* Stored data:
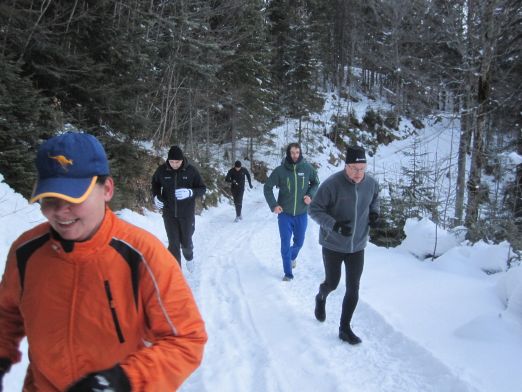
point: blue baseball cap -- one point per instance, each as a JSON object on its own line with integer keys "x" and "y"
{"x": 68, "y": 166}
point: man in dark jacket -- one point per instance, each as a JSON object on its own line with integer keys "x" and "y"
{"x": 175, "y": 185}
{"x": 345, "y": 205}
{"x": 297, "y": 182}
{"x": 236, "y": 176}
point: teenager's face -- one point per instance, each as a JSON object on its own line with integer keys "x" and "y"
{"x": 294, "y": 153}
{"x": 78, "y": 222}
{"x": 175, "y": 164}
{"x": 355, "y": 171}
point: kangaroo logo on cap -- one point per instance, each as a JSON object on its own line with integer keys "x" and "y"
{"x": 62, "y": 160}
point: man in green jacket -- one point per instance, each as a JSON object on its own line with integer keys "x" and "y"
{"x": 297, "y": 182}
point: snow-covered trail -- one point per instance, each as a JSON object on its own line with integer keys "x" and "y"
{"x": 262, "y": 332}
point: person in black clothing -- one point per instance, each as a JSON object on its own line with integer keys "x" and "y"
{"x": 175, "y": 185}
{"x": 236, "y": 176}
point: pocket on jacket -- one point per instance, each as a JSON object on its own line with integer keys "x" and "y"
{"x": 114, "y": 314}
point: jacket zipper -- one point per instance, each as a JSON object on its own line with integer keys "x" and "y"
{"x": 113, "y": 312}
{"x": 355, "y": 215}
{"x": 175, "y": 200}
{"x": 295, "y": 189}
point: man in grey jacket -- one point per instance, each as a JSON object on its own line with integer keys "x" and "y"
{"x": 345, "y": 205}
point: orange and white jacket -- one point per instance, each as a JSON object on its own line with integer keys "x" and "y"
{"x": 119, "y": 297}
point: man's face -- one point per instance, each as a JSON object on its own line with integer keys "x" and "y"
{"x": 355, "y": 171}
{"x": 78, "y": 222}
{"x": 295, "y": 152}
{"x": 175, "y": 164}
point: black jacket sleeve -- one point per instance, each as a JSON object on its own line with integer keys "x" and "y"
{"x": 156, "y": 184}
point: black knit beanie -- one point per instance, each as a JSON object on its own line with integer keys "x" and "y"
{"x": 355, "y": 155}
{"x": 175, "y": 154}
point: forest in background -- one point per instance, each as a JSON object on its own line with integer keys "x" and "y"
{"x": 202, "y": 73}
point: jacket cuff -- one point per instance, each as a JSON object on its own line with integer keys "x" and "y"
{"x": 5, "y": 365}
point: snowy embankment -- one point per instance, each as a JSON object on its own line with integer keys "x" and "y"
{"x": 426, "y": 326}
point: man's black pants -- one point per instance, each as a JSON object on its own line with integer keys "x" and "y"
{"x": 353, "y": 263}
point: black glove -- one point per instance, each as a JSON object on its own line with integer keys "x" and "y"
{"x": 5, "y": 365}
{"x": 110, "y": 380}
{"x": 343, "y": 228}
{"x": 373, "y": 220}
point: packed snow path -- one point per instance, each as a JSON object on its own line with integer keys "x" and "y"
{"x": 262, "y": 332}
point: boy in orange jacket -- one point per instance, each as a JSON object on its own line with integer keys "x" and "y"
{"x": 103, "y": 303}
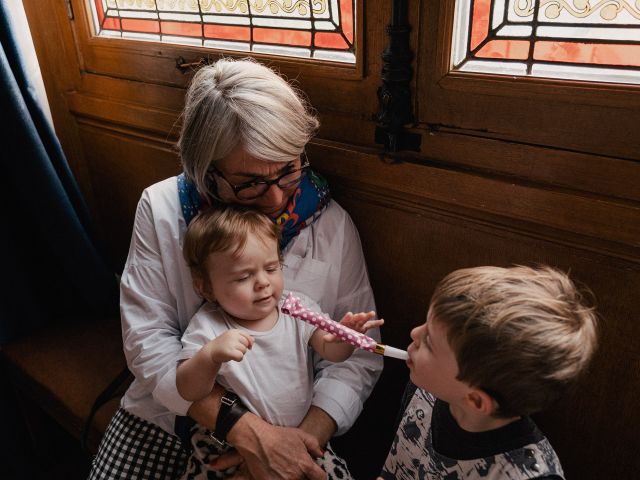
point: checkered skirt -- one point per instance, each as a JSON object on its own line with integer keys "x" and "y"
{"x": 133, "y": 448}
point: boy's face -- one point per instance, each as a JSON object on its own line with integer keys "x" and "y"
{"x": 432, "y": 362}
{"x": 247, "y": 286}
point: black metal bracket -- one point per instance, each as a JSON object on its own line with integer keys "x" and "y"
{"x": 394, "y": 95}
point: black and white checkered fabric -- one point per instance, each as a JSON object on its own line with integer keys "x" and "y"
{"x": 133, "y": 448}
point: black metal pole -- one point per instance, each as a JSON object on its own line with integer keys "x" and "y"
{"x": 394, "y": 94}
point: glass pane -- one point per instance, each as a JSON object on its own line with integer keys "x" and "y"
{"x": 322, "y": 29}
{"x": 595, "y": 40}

* Task instructions: All of the data above should be transcribed verbatim, with pictures omitted.

* Answer to the exercise:
point: blue baseball cap -- one point per instance, each as a JSON object on its own line with integer keys "x" and "y"
{"x": 68, "y": 166}
point: man in dark jacket -- one point per instance, each as a JSON object on its own line with integer keys "x" and "y"
{"x": 175, "y": 185}
{"x": 345, "y": 205}
{"x": 297, "y": 182}
{"x": 236, "y": 176}
point: teenager's face -- one point per instance, each as a JSON object on its own line with integer keys "x" and "y"
{"x": 294, "y": 153}
{"x": 78, "y": 222}
{"x": 175, "y": 164}
{"x": 355, "y": 171}
point: kangaroo logo on cap -- one point per instance, each as a JSON object on its own line with integer keys "x" and "y"
{"x": 62, "y": 160}
point: man in green jacket -- one point per instance, each as a JSON object on its own line with integer keys "x" and "y"
{"x": 297, "y": 182}
point: snow-covered trail -- one point per instance, each as a JSON object on its own line with integer keys "x" and "y"
{"x": 262, "y": 332}
point: person in black clothing -- one point per instance, each as a JSON object on its own line with integer keys "x" and "y"
{"x": 175, "y": 185}
{"x": 236, "y": 176}
point: pocket on jacket -- one point per instance, each as a JSON object on its own line with integer keys "x" and "y"
{"x": 114, "y": 314}
point: jacket zipper -- one point per instance, each as a JSON object on its own line with integer keys "x" and "y"
{"x": 113, "y": 312}
{"x": 355, "y": 215}
{"x": 175, "y": 200}
{"x": 295, "y": 189}
point: man in grey jacket -- one point per instance, each as a JSON object on its own line with integer keys "x" and "y"
{"x": 345, "y": 205}
point: orange and white jacket -- one point per instance, each as a JSON object on its own line with integer keys "x" and "y"
{"x": 119, "y": 297}
point: man's face -- one point per instance, each as a JSON object on its own line with integer keys "x" and "y"
{"x": 355, "y": 171}
{"x": 78, "y": 222}
{"x": 295, "y": 152}
{"x": 175, "y": 164}
point: black jacket sleeve -- one point per instance, each as a JSON object on its own line with integer keys "x" and "y"
{"x": 156, "y": 184}
point: black knit beanie -- one point per instance, each as a JSON object on its own line with integer keys "x" and "y"
{"x": 355, "y": 155}
{"x": 175, "y": 154}
point: forest in background -- one point per instance, each as a JSON object on its own line with integer keys "x" and "y"
{"x": 202, "y": 73}
point: jacket cuff -- one point per instance, each as a JSON object on its own line with integer keys "x" and "y"
{"x": 5, "y": 365}
point: snowy embankment -- one point per instance, each as a JSON object on its own line with integer keys "x" and "y"
{"x": 426, "y": 326}
point: man's black pants -- one point per instance, each as a JSON object on its own line with integer keys "x" and "y"
{"x": 353, "y": 263}
point: black glove -- one point per instance, each as a JSON object on its own line with integer keys "x" and "y"
{"x": 5, "y": 365}
{"x": 110, "y": 380}
{"x": 343, "y": 228}
{"x": 373, "y": 220}
point: packed snow path -- one point per instance, each as a JSON object on its own line with integer keys "x" and "y"
{"x": 262, "y": 332}
point: boy in orange jacket -- one point per instance, each as a JSON object on its own line with integer keys "x" and "y"
{"x": 103, "y": 303}
point: checkered skirt -- one point per instance, each as a JSON object on its own line with integer keys "x" and "y"
{"x": 133, "y": 448}
point: boy's face -- one point per instance, each as a JSON object on its own line with integer keys "x" and "y"
{"x": 432, "y": 362}
{"x": 247, "y": 286}
point: black metal bracket -- one point per instance, each as a JSON object on its own line with integer keys "x" and "y"
{"x": 394, "y": 95}
point: black and white checkered fabric -- one point per instance, each as a JSON object on its own line with integer keys "x" and "y"
{"x": 133, "y": 448}
point: black metal pole -- one point per instance, each as a JSON object on its own line with integer keys "x" and "y"
{"x": 394, "y": 94}
point: glass pane -- one point per instance, each as a JSON object on its own line with integer keys "x" and "y"
{"x": 322, "y": 29}
{"x": 595, "y": 40}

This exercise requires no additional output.